Prompt |
State how many lines of the entries below contain the string "wall", with case taken into account. Give only the number.

Available data |

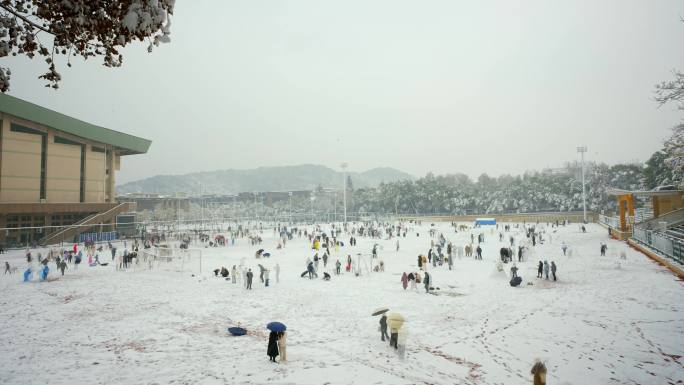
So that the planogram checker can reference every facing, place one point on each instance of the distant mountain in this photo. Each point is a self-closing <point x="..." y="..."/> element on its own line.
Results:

==

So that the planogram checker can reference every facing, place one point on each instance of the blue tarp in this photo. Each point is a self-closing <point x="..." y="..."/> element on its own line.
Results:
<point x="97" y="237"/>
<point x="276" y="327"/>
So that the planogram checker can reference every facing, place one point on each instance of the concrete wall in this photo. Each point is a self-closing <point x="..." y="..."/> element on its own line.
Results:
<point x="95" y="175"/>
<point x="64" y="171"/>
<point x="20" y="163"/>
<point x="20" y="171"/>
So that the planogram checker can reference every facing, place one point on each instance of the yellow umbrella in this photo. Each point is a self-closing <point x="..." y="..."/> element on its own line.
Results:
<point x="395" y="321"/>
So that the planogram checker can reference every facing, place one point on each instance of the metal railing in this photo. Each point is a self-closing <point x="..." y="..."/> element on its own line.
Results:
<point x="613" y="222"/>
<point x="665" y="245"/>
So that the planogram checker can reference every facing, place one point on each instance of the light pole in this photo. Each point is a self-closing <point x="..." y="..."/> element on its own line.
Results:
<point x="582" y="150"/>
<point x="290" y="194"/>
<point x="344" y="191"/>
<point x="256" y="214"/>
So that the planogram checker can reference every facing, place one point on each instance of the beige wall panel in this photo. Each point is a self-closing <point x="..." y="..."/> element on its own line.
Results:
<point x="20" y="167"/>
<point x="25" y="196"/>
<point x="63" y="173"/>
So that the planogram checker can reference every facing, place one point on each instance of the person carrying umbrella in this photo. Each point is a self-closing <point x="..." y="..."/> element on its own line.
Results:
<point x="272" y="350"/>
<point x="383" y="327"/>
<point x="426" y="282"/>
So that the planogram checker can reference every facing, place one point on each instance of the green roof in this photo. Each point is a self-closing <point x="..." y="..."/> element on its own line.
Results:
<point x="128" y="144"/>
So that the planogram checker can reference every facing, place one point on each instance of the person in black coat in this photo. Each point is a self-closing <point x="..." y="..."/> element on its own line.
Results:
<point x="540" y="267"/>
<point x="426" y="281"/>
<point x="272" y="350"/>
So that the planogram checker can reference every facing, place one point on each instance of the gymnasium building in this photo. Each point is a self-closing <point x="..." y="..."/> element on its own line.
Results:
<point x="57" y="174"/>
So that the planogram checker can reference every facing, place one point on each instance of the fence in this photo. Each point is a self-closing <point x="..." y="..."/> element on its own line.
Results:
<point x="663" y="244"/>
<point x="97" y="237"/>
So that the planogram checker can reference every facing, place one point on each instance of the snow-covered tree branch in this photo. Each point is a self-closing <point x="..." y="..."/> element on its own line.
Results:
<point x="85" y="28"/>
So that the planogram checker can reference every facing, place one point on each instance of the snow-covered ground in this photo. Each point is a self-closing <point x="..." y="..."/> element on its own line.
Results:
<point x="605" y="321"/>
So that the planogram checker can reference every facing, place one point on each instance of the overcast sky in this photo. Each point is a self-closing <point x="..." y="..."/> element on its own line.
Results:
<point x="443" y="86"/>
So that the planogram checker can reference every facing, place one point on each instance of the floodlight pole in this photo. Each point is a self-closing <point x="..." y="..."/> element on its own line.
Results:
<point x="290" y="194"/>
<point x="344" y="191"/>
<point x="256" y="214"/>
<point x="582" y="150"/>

--

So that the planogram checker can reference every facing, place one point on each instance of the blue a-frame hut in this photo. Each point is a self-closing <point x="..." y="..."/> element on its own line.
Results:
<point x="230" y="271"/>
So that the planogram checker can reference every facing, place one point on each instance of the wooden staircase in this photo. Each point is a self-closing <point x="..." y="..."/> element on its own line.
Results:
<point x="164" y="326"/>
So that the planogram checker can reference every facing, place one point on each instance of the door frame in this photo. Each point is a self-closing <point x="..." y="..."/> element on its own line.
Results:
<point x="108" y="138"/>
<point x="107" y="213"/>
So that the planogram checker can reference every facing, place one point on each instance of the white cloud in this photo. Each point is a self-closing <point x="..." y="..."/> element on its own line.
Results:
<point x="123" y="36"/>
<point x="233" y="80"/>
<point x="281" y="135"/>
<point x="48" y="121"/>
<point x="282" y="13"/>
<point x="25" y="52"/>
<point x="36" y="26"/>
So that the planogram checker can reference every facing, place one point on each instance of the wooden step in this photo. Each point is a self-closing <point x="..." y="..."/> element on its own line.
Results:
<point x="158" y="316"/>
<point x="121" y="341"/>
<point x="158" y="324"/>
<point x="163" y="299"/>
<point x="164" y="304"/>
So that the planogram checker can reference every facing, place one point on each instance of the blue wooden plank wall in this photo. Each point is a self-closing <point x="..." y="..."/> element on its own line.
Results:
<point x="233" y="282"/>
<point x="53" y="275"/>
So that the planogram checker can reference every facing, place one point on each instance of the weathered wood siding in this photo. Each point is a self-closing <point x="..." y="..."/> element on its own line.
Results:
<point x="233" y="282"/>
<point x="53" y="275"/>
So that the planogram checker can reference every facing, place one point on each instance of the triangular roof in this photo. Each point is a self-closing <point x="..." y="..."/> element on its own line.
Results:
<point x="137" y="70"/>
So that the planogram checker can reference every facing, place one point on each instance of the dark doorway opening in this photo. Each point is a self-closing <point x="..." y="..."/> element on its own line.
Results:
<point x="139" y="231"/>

Response below |
3